-- RECORDS FOR THE TASK --
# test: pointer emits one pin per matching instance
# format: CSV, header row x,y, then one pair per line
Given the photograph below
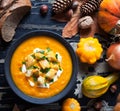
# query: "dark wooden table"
x,y
9,101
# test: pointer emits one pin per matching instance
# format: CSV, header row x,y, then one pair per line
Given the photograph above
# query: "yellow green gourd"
x,y
89,50
95,86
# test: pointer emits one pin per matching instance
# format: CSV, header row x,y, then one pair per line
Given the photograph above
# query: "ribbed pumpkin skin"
x,y
109,14
95,86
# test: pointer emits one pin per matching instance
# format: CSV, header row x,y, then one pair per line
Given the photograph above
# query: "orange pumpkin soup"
x,y
25,49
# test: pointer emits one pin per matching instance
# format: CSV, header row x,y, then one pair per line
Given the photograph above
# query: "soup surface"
x,y
26,48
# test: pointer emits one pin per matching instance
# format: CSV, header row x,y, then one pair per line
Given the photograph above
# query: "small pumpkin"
x,y
89,50
109,15
71,104
95,86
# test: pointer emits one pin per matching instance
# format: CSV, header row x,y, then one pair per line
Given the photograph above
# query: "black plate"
x,y
39,100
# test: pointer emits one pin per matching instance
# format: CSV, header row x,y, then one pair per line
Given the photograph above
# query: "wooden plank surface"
x,y
9,101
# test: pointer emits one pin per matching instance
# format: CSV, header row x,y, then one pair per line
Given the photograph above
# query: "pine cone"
x,y
61,5
89,7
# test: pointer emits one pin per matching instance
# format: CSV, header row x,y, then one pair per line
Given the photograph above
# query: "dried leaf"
x,y
71,28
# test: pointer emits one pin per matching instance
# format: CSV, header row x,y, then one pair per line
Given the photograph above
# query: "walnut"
x,y
85,22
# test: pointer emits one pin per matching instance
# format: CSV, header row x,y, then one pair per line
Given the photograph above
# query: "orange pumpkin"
x,y
71,104
109,15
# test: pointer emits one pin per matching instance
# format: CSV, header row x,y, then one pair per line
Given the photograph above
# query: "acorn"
x,y
61,5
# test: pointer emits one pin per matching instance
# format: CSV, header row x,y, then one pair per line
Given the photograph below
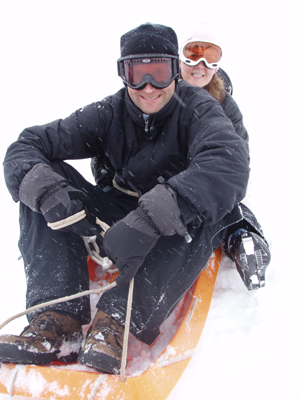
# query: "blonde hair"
x,y
216,88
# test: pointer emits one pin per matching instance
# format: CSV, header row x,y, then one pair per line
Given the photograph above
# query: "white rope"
x,y
106,264
67,221
56,301
126,331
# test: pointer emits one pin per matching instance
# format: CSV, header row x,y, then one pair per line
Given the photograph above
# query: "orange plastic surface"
x,y
155,383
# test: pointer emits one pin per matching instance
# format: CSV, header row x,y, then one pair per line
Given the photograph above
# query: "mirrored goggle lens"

-- SET PROBLEM --
Reproduce the full listing faithfully, but do not carry over any pictures.

-- RESPONSE --
# test: pointer emits one pin per matching instance
# format: CSV, header row x,y, then one pair per line
Given the photograph below
# query: "dark wooden table"
x,y
9,101
# test: pointer emits one pin per matching instance
# format: CSV, header row x,y, then one pair per line
Given the photograph above
# query: "yellow green gourd"
x,y
89,50
95,86
# test: pointer emits one pin per matching instance
# format: CSV, header row x,y, then one pair per line
Given the photograph above
# query: "ribbed pumpkin skin"
x,y
109,14
95,86
# test: pointer emits one pin per matching instance
# format: CSV, header row x,y, then one pair per line
Given the photograph above
# query: "orange pumpkin soup"
x,y
25,49
# test: pointer emits one pin per matching instance
# format: CSV, header row x,y, then one pair per line
Given the photograph above
# query: "soup surface"
x,y
26,48
# test: pointer emits one pin per matching instance
# format: CSV, header row x,y, then one pair per line
Given the photograph above
# query: "small pumpkin"
x,y
89,50
109,15
71,104
95,86
# test: pointer emits one pin per matching instance
# format: CSV, header row x,y, then one pair per line
Given the photograph above
# query: "black plate"
x,y
39,100
# test: pointer emits one pin per matching instance
# format: CSV, header row x,y, then one pair per line
Given the photograph above
# query: "wooden plank surface"
x,y
9,101
# test: pointer emits one pin per matching instance
# format: CSV, header row x,y, then one pair per line
Given the photograph above
# query: "pine cone"
x,y
61,5
89,7
# test: pointer emits one pin per matching instance
# format: CSV, header row x,y, then one pair per line
Given the photograph above
# query: "dried leaf"
x,y
71,28
# test: pointer emits one pin per matching instance
# format: CSV, header row x,y, then one pair per line
Given the photograph above
# query: "walnut"
x,y
85,22
# test: pointer emits one pin per matching instance
# format: CSV, header row x,y, then one pair per line
Given the photograph above
# query: "orange pumpkin"
x,y
71,104
109,15
# test: pointer emits one pin per matching instance
# format: CSV, header row x,y, then one pair per line
Given the photograph above
# query: "acorn"
x,y
61,5
# test: pointer emits one pin per matching instance
# format: CSV, header row x,y, then one pair per line
Given the photograph below
# query: "blonde hair"
x,y
216,88
# test: pointer emits one pin per matching instance
# format: CSV, header row x,y, then one pair per line
Given the photograph above
# query: "white rope"
x,y
106,264
67,221
56,301
126,331
# test: pointer emits one pin per matching instance
# format: CSV, header row x,y, then one pair per line
Given the photograph above
# query: "orange plastic surface"
x,y
155,383
# test: pointer emits one pin per matching instance
# format: CSV, header row x,y, then one pair per line
Given the photograph above
# query: "mirrored goggle lens"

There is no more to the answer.